--- start ---
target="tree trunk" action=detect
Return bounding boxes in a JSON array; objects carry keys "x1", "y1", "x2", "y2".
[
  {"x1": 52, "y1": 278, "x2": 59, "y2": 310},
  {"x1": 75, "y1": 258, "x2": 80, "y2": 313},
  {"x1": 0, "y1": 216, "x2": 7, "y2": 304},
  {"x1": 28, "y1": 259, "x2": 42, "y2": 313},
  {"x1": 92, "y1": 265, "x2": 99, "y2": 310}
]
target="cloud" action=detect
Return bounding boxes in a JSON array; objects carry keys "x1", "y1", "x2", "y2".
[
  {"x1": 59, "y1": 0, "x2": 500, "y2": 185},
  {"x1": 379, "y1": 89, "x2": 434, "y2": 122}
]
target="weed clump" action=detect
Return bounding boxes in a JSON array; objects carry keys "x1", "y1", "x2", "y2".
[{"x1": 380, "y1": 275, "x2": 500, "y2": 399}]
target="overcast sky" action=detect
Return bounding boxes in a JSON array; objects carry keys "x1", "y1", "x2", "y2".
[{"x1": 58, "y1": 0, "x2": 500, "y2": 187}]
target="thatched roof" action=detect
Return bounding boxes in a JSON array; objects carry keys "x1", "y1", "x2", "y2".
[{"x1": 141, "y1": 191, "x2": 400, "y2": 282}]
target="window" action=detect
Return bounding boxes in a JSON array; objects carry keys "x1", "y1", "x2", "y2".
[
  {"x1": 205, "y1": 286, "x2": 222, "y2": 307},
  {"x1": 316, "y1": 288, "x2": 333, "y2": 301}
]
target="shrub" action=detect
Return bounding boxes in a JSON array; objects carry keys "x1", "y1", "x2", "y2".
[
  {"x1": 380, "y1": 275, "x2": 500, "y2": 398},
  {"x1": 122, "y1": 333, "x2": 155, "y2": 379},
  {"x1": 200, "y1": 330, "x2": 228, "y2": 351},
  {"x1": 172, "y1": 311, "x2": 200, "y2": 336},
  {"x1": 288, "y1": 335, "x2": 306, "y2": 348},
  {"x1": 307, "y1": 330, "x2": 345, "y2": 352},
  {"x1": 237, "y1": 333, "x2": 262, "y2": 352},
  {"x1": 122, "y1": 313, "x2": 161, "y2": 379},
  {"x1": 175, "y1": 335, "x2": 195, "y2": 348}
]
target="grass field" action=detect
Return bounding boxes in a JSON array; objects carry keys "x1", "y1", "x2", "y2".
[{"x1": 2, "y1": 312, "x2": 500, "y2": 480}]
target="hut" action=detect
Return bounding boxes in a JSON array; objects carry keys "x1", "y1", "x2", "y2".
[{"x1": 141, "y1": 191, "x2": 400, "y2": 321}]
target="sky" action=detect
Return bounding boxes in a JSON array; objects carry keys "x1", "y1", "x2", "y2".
--- end ---
## Short problem
Report how many lines of the material contain the string "target", treating case as significant, and give only that number.

## Solution
10